● **Source material**:
▬▬▬

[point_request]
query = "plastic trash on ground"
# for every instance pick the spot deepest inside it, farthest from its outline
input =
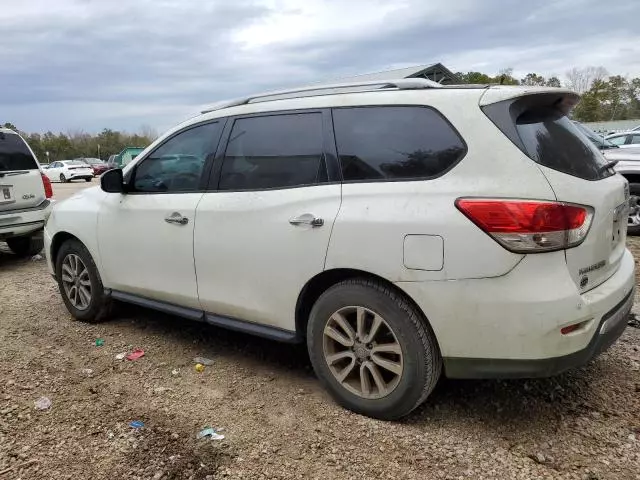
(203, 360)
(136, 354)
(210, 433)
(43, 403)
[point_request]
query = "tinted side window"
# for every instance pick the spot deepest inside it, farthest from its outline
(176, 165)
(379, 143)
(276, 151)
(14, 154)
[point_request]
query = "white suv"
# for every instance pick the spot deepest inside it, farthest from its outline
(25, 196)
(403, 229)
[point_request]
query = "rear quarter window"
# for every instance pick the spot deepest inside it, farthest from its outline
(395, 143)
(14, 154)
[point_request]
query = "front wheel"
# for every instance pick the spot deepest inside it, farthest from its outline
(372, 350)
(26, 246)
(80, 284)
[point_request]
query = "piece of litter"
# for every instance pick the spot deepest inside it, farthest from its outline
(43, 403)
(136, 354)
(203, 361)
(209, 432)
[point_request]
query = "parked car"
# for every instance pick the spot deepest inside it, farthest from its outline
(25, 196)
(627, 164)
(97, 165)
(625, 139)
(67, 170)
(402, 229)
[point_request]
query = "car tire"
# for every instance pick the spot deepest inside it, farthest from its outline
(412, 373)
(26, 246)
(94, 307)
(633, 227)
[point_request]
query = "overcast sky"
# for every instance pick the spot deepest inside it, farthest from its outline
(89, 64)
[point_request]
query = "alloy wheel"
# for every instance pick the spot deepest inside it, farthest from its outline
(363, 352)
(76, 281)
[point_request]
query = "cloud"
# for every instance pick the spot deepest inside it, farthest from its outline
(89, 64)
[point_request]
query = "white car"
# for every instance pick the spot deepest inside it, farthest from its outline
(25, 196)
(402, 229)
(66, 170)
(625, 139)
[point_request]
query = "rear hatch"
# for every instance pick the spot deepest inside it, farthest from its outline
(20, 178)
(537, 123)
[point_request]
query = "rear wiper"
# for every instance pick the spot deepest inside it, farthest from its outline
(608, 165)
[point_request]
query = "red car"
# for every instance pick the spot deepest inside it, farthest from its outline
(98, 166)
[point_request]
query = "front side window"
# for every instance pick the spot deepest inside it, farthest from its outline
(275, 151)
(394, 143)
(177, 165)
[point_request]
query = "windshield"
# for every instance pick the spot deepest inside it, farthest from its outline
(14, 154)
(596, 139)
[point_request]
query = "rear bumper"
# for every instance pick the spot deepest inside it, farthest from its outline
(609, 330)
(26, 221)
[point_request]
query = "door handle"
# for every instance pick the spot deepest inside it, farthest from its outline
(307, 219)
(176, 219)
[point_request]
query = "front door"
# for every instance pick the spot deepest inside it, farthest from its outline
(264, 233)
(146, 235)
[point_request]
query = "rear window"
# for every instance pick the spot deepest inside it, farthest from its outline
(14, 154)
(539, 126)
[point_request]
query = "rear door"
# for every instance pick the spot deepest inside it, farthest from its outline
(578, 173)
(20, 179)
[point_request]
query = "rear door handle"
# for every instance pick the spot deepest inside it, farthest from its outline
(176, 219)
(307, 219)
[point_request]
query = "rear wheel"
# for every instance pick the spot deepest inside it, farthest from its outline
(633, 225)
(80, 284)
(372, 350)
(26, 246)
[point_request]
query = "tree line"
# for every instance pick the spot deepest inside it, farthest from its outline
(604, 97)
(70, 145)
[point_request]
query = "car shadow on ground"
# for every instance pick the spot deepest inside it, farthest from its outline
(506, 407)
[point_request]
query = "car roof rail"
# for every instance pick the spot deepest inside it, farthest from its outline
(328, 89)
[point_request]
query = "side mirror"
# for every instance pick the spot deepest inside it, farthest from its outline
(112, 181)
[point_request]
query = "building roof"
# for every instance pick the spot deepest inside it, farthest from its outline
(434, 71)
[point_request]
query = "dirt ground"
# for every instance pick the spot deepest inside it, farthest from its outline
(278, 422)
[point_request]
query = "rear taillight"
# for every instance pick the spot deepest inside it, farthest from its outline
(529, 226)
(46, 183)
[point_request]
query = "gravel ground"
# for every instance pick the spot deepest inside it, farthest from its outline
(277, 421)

▬▬▬

● **Directive**: Count the lines in the listing that contain the string "rear". Give only the number.

● **The completed task**: 9